▶ **Excerpted passage**
|---|
Pranayama means ‘to stretch the breath’. It is prudent to advance gradually in any form of stretching that we do with the physical body. When stretching the physical body the ligaments act as elastic tissue and have a great capacity to stretch, provided the extent of flexibility is approached and accommodated gradually by the entire organism. At the same time, the muscle tissue needs to be strong enough to provide adequate support for the increased flexibility, maintaining a healthy balance. If ligaments are stretched too rapidly beyond their limit injury results, ranging from tearing of a few fibres to a complete ligamentous tear, requiring an extended recovery period. When stretching the breath, it seems logical that the same caution should be applied with the same aim of maintaining balance in the system as a whole.
|---|
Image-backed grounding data
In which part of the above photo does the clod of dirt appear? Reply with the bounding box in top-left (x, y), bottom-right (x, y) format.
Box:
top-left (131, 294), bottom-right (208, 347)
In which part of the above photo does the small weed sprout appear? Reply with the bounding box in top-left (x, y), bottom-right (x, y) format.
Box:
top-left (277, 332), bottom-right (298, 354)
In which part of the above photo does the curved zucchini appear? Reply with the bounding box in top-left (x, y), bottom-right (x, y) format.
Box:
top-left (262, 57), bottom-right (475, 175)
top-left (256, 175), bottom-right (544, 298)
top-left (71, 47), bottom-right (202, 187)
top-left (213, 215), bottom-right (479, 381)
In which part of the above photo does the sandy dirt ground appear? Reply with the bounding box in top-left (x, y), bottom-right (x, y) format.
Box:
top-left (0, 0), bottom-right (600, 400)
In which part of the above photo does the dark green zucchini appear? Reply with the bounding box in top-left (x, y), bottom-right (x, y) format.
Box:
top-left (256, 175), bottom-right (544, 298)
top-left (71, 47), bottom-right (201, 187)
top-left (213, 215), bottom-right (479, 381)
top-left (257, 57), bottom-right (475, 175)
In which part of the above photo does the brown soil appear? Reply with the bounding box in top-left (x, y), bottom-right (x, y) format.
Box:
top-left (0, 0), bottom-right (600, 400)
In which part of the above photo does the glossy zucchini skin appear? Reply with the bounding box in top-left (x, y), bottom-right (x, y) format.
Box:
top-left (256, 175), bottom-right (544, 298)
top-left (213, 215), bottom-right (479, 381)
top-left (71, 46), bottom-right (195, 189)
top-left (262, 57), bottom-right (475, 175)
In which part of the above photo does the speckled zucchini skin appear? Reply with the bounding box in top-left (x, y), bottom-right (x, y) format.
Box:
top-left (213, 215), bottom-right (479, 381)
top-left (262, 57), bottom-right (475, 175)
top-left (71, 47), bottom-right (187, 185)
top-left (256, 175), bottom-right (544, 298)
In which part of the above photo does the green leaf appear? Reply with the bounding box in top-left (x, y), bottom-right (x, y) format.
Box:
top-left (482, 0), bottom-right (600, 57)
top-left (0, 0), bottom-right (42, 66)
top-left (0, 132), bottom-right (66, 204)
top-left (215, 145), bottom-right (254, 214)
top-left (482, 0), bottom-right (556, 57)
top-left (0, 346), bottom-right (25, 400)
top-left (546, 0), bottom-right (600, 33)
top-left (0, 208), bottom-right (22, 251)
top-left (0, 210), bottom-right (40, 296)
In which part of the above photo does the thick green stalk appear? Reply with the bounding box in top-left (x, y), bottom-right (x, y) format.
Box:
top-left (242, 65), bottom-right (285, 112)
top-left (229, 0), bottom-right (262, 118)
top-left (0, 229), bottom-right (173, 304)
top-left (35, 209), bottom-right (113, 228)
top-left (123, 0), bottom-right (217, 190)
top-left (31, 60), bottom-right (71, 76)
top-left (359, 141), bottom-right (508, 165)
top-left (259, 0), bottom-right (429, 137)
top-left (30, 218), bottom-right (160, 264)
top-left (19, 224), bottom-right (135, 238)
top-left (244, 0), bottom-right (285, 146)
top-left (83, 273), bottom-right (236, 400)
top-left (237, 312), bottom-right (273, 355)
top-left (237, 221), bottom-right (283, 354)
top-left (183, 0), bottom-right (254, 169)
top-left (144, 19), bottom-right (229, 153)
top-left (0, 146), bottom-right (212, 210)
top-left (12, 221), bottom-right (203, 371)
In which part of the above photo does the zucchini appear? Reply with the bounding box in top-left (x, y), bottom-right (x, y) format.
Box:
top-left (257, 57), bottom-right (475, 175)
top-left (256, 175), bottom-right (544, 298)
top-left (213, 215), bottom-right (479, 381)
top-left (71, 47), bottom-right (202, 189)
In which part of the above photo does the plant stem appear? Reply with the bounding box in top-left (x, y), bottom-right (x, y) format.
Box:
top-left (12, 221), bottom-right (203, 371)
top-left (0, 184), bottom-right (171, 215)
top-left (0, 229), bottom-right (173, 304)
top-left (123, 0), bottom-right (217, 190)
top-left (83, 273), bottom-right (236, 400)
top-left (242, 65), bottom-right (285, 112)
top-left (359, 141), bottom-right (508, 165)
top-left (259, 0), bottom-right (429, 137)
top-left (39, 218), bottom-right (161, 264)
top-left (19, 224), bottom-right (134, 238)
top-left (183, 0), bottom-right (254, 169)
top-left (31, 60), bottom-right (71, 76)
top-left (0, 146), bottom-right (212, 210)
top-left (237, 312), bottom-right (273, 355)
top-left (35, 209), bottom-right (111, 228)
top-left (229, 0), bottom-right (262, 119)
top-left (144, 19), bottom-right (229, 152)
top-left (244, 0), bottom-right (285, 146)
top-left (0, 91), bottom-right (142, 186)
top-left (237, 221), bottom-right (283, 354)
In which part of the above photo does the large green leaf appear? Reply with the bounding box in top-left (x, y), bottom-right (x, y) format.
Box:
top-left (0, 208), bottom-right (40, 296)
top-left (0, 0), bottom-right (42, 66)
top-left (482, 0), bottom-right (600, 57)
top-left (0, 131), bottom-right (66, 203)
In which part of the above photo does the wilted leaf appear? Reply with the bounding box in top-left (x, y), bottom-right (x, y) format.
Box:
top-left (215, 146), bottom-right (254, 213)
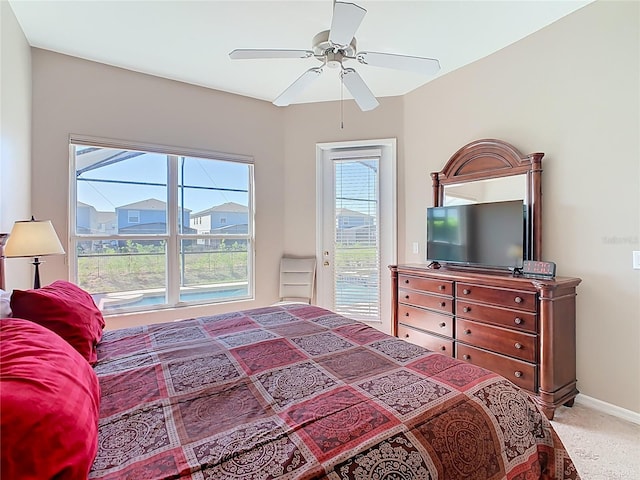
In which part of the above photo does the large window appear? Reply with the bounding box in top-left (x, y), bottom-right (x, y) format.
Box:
top-left (70, 138), bottom-right (254, 313)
|---|
▶ **The task**
Reproduce the passage on pranayama and stretching the breath verbatim.

▶ **Result of the task**
Pranayama means ‘to stretch the breath’. It is prudent to advance gradually in any form of stretching that we do with the physical body. When stretching the physical body the ligaments act as elastic tissue and have a great capacity to stretch, provided the extent of flexibility is approached and accommodated gradually by the entire organism. At the same time, the muscle tissue needs to be strong enough to provide adequate support for the increased flexibility, maintaining a healthy balance. If ligaments are stretched too rapidly beyond their limit injury results, ranging from tearing of a few fibres to a complete ligamentous tear, requiring an extended recovery period. When stretching the breath, it seems logical that the same caution should be applied with the same aim of maintaining balance in the system as a whole.